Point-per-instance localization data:

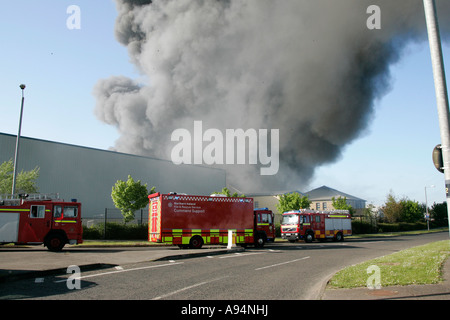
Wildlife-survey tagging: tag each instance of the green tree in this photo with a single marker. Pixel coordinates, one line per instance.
(341, 204)
(392, 209)
(129, 196)
(227, 192)
(25, 180)
(292, 201)
(439, 213)
(412, 211)
(404, 210)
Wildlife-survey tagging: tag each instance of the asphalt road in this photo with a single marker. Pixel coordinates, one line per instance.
(279, 271)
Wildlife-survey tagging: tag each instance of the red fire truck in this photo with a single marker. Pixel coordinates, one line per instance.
(40, 218)
(308, 225)
(191, 221)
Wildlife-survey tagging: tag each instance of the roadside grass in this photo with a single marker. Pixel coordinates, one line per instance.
(418, 265)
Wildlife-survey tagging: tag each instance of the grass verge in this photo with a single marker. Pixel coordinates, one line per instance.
(418, 265)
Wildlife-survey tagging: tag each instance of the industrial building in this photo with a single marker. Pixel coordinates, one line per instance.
(88, 174)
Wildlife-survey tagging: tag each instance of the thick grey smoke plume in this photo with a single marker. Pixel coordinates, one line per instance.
(310, 68)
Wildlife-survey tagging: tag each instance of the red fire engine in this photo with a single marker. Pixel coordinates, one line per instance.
(191, 221)
(40, 218)
(308, 225)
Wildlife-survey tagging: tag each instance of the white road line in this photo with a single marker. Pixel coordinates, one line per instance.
(236, 255)
(123, 270)
(186, 288)
(280, 264)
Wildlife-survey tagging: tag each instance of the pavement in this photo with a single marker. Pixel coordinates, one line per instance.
(18, 263)
(34, 262)
(440, 291)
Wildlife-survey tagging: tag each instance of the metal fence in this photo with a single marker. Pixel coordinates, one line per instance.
(113, 215)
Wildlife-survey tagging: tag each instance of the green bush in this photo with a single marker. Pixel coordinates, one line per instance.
(361, 227)
(116, 231)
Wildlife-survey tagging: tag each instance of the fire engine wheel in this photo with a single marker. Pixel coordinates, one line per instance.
(55, 243)
(196, 242)
(260, 240)
(309, 237)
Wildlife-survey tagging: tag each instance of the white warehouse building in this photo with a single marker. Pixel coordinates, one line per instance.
(88, 174)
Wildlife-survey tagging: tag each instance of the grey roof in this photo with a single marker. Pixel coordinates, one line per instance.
(275, 193)
(326, 193)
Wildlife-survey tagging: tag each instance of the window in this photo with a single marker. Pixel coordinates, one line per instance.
(70, 212)
(37, 212)
(265, 218)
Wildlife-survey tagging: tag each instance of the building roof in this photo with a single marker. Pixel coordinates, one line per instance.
(326, 193)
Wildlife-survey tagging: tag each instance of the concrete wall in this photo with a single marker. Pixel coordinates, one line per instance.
(88, 174)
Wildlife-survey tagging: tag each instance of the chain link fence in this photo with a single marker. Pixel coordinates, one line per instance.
(113, 215)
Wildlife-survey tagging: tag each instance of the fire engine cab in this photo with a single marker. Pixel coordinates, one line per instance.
(40, 219)
(308, 225)
(191, 221)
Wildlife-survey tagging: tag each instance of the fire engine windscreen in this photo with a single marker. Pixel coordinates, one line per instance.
(313, 69)
(290, 219)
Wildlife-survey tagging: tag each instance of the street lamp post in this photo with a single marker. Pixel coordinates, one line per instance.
(427, 216)
(441, 90)
(16, 155)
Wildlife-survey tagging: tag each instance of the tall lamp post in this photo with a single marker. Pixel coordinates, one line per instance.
(427, 215)
(441, 89)
(16, 155)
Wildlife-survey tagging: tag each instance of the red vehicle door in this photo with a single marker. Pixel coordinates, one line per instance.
(66, 217)
(264, 223)
(36, 223)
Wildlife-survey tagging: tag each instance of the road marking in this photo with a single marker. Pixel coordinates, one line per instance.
(123, 270)
(280, 264)
(240, 255)
(186, 288)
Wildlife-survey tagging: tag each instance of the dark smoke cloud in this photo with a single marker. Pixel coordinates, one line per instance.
(310, 68)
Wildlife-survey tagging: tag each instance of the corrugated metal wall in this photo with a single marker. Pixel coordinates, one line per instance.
(88, 174)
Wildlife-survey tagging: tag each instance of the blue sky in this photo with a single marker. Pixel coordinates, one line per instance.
(60, 68)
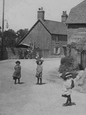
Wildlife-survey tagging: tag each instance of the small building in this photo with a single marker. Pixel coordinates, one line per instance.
(47, 37)
(76, 31)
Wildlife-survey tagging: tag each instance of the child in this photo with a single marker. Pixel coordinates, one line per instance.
(67, 87)
(17, 72)
(39, 70)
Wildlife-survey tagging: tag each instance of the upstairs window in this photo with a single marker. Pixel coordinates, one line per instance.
(56, 50)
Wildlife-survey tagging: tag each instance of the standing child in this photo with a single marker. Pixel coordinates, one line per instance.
(17, 72)
(67, 87)
(39, 71)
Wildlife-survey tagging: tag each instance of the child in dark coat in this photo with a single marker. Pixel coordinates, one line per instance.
(17, 72)
(39, 71)
(67, 87)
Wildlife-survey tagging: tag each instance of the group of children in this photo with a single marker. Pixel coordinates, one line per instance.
(67, 77)
(17, 71)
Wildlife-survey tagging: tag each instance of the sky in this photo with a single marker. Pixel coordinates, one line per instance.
(21, 14)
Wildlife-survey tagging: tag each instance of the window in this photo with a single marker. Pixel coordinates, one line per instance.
(55, 38)
(62, 38)
(56, 50)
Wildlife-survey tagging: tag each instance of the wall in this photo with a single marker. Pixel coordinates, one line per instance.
(40, 37)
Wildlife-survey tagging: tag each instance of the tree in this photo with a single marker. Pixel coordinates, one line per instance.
(10, 38)
(21, 33)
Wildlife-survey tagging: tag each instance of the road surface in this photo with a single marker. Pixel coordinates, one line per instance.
(28, 98)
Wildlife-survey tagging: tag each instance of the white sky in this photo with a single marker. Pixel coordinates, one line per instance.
(22, 14)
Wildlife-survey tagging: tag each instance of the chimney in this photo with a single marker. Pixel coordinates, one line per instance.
(64, 17)
(41, 13)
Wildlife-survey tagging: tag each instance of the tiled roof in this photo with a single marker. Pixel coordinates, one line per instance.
(55, 27)
(79, 37)
(77, 14)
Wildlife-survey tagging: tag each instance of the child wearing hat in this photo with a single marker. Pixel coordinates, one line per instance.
(67, 87)
(17, 72)
(39, 71)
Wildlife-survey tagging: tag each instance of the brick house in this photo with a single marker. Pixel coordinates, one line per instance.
(76, 31)
(50, 37)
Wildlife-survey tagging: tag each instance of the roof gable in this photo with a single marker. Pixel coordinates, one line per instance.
(56, 27)
(77, 14)
(53, 27)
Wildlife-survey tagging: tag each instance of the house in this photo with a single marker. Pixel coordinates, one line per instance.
(47, 37)
(76, 31)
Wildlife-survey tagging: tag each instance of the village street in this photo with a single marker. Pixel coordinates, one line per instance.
(28, 98)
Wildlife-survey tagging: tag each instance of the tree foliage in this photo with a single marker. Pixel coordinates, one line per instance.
(21, 33)
(67, 63)
(9, 38)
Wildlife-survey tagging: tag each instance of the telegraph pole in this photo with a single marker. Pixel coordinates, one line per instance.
(2, 45)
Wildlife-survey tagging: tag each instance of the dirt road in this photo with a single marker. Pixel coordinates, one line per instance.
(28, 98)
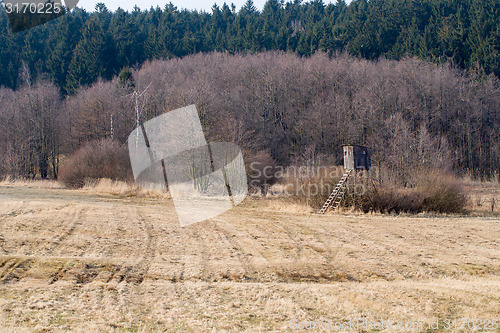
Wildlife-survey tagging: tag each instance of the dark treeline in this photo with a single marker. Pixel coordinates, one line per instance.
(80, 47)
(291, 109)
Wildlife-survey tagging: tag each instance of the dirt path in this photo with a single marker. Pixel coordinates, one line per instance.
(81, 261)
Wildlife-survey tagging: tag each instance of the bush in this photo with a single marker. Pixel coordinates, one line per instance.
(429, 190)
(432, 191)
(95, 160)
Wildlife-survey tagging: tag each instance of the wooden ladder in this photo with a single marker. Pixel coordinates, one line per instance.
(337, 194)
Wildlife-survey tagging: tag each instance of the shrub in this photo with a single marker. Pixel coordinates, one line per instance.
(95, 160)
(431, 191)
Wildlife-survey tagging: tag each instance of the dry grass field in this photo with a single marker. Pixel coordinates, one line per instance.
(89, 261)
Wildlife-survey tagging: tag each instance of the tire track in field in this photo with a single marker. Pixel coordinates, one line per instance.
(76, 220)
(229, 237)
(14, 269)
(138, 273)
(13, 212)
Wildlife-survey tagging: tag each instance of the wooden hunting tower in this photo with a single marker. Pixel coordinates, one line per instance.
(357, 158)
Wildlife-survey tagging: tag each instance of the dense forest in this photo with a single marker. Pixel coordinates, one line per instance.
(77, 49)
(290, 109)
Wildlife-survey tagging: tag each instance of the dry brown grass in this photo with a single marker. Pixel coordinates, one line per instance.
(122, 189)
(87, 261)
(36, 183)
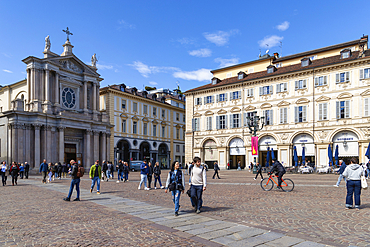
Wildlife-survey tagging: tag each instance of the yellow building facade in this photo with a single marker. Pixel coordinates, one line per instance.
(308, 100)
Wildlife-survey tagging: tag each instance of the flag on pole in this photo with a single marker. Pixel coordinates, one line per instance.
(254, 145)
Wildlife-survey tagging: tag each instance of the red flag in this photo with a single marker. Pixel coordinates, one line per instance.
(254, 145)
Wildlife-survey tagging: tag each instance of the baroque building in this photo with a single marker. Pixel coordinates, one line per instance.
(307, 100)
(147, 125)
(54, 114)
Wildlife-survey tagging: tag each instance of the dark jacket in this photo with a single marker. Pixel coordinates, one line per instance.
(43, 167)
(277, 167)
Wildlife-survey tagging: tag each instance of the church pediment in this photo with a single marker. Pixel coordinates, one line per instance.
(323, 98)
(283, 103)
(302, 101)
(344, 95)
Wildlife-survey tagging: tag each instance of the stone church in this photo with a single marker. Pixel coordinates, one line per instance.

What the exercise asks: Begin at the line that contains "Wildlife-survey tagging: tag each instance of the dense" and transcribe exactly, and only, each line through the final line of the data above, both included; the pictures do not go in.

Solution to this problem:
Wildlife-survey tagging: tag each instance of the dense forest in this photo with a single marker. Pixel coordinates, one line per instance.
(77, 49)
(290, 109)
Wildlife-survey tagging: tag each instance of the dry brown grass in this photo with a single marker. Pixel coordinates, one line per instance.
(122, 189)
(87, 261)
(36, 183)
Wildlife-survey tagging: tag each instance of the yellow building facade in this photo with a single marker. Pixel coordinates, one line per instance.
(308, 100)
Wildlife-survey tagging: tag each instance of the flag on pole in this photo with a single marker. Pixel coordinates, one line per instance.
(254, 145)
Wildlife-survey tagging: tag each instance of the red flag in this photo with a single marker. Pixel coordinates, one line per instance.
(254, 145)
Wildlife-survey tagging: tag each instance of the baroque building in this photo with a single marker. Pixel coordinates, one line per instance.
(307, 100)
(147, 125)
(54, 114)
Wildlife-survey tagging: tag each instance of the dark jacket in this photo with a single marker. Pixel coordinates, one line per instance.
(43, 167)
(277, 167)
Wildlife-survey tagging: tag each instance of the church pediment in this photo with a single marker. Pixel coordinates, one line per instance.
(323, 98)
(283, 103)
(302, 101)
(344, 95)
Wildlife-survey tagging: tag each instance of the stone church in this photo with a single marker. Pixel coordinates, one line per instance.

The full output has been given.